WORK REQUIRED:
Extract every line of the records that contains the word "ground". Case counts, so match only lines where it appears in the same capitalization.

RECORDS SUPPLIED:
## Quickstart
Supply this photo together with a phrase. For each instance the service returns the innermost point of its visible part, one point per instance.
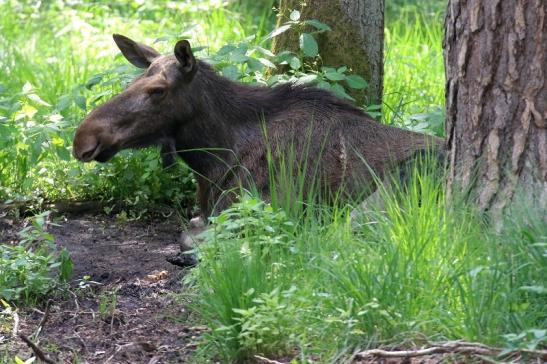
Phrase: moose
==
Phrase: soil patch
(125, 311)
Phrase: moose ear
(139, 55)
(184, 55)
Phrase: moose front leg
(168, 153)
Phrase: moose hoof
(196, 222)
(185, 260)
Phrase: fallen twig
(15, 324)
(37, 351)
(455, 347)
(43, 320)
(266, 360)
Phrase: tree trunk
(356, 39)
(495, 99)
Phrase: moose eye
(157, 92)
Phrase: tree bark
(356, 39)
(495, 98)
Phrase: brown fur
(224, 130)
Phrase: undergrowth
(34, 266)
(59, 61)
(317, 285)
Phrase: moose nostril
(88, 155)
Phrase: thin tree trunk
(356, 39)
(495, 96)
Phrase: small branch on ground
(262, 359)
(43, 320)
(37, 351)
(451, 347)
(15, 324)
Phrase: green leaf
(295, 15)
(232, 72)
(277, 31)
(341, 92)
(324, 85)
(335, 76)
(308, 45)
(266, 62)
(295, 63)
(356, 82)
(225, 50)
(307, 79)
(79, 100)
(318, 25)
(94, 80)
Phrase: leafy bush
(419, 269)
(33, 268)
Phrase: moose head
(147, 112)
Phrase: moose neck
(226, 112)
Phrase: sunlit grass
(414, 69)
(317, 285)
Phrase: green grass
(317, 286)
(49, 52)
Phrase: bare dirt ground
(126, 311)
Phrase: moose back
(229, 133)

THE ANSWER:
Phrase: small branch on ground
Phrase: bare dirt ground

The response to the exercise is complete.